INSTRUCTIONS TO FOLLOW -> Can you give every line of the records below as a Markdown table, with a No. column numbering the lines and a Text column holding each line, skipping blank lines and leaving the pictures out?

[Begin INFORMATION SHOWN]

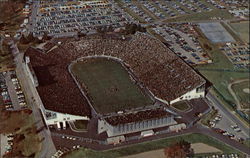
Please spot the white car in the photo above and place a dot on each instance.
(225, 133)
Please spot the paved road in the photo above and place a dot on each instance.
(12, 92)
(233, 94)
(229, 115)
(33, 99)
(69, 143)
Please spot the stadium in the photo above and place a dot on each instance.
(127, 83)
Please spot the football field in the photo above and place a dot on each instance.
(108, 85)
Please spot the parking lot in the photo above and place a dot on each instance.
(150, 10)
(216, 33)
(6, 143)
(182, 40)
(11, 91)
(64, 17)
(238, 54)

[End INFORMATION SHOWN]

ANSWER FOR THIS EXERCISE ->
| No. | Text |
|---|---|
| 1 | Please spot the white car in the photo above and place a dot on each instance. |
| 2 | (225, 133) |
| 3 | Please spot the paved road in the photo above and place a dot on each instance. |
| 4 | (12, 92) |
| 5 | (233, 94) |
| 6 | (229, 115) |
| 7 | (33, 99) |
| 8 | (69, 143) |
| 9 | Please spot the stadium in the photo above and place a dot on each instance. |
| 10 | (127, 83) |
| 11 | Please spot the football field in the photo above and place a dot on each instance. |
| 12 | (108, 85) |
| 13 | Please spot the parking lot in the photo above and place a dot on each instance. |
| 14 | (150, 10) |
| 15 | (216, 33) |
| 16 | (6, 143) |
| 17 | (182, 40) |
| 18 | (11, 91) |
| 19 | (64, 17) |
| 20 | (238, 54) |